## ПРЕДЛОЖЕННЫЙ ОТРЫВОК
На двадцать шестой день кончился мой карцерный срок (давали мне восемь суток), вышел я на порог, но от свежего воздуха, видно, закружилась голова, в глазах потемнело, и я сполз по стенке на пол в коридоре.
Долго спорило начальство, что со мной делать. Врач наотрез отказывался взять меня в больницу — я же не больной, а голодовщик, все равно что членовредитель. Но и дежурный по лагерю офицер не хотел брать меня в зону — вдруг сдохну? Так стояли они надо мной и спорили. Я уже вполне пришел в себя, мог бы подняться, но решил ни за что не вставать. Лежал на пороге и думал: «Пусть себе спорят. Хуже мне уже не будет». А что мне было делать, сколько еще голодать? Наконец дежурный офицер взял верх в споре, и меня отнесли в санчасть.
Этот офицер вообще был ко мне как-то расположен — удивляло его, как это я осмелился воевать с властью. По вечерам, в свое дежурство, обычно под хмельком, он находил меня где-нибудь в зоне и приставал с уговорами:
— Слушай, Буковский, что ты с ними связался? Нашел с кем воевать! Они же тебя просто убьют. Что придумал — против власти идти. Застрелят из-за угла, и все. Это же бандиты.
И дальше принимался рассказывать, как был на фронте и какие видел зверства.

## СУТЬ ЗАДАНИЯ
Напишите продолжение отрывка о лагерной голодовке и карцере, начиная сразу после его последнего предложения.

## ИСХОДНЫЕ ДАННЫЕ
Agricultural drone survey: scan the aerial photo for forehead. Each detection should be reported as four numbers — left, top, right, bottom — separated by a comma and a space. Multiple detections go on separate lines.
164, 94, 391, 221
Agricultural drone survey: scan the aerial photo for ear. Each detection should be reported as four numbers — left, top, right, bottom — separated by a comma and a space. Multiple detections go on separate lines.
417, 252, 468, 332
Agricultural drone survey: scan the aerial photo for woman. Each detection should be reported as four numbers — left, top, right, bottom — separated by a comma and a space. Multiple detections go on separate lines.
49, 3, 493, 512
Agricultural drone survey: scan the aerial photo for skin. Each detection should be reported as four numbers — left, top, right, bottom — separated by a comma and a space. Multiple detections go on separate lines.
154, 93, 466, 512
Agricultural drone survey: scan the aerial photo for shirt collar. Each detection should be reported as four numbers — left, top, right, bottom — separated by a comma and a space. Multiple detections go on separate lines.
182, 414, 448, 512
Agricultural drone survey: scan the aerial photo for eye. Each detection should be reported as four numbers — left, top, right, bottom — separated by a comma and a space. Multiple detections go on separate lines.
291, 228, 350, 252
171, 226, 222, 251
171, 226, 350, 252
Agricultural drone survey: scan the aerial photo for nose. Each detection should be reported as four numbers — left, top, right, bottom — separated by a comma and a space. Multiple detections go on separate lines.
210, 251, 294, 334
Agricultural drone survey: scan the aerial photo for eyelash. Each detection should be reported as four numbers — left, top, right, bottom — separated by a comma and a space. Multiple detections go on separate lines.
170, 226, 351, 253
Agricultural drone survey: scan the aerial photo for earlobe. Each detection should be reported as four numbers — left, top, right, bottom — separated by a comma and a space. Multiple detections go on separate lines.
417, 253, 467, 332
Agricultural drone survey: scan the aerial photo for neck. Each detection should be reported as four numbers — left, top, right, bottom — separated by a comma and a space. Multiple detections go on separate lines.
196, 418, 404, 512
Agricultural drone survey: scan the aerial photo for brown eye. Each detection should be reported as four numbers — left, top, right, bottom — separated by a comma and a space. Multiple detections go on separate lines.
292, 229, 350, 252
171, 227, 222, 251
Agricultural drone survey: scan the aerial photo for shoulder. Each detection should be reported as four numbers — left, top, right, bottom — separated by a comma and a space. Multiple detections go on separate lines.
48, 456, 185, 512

## РЕЗУЛЬТАТ
Говорил он все это без всякой задней мысли, вовсе не с тем, чтоб напугать меня или «перевоспитать», а просто по доброте душевной. Да и от удивления тоже. Я был первый политзаключенный, какого он видел, и это ему было в диковинку.
Видимо, то же удивление испытывало наше начальство, как и мои солагерники. Кражи, разбой, убийства — все это было привычно для них. Еще если бы за деньги, но чтобы так вот просто, ни за что ни про что, — это им понять было трудно. Наверное, потому на старую работу больше не гнали — черт его знает, этого политического, возьмет да и сдохнет еще с голода. Пришел в санчасть зам. начальника лагеря, и мы с ним долго торговались, на какую работу я пойду, а на какую — нет. Сторговались на одной работе, в теплом цеху, офанеровщиком кромки крышек стола. Работа была для «исправившихся» — четыре часа от силы, и норма сделана. Жалко ему было, но уступил.
С тех пор оставили они меня в покое, хоть жалобы я писать продолжал по-прежнему. Под конец срока только приезжали из управления уговаривать меня:
— Брось, не пиши ты им больше жалоб. Что они тебе? Ты — политический, они — уголовники. Да и освобождаться скоро.
К тому времени у меня был здоровый уголовный коллектив постоянных жалобщиков — человек тридцать. Они же мне находили каждый еще человек по десять, а то и больше, и в общей сложности ежедневно из лагеря уходило жалоб по 400. Постепенно мои ребятки так втянулись в это дело, что научились о законах спорить не хуже Вольпина. Писали почти без моей помощи. Добились мы со временем и выходных дней, как положено, только уже не жалобами, а забастовками. Просто перестали ходить в эти дни на работу, и все. Сначала сажали нас за это по карцерам, судить грозились за саботаж, но потом смирились. Если и приходилось работать в воскресенье, то стали давать отгулы в конце месяца.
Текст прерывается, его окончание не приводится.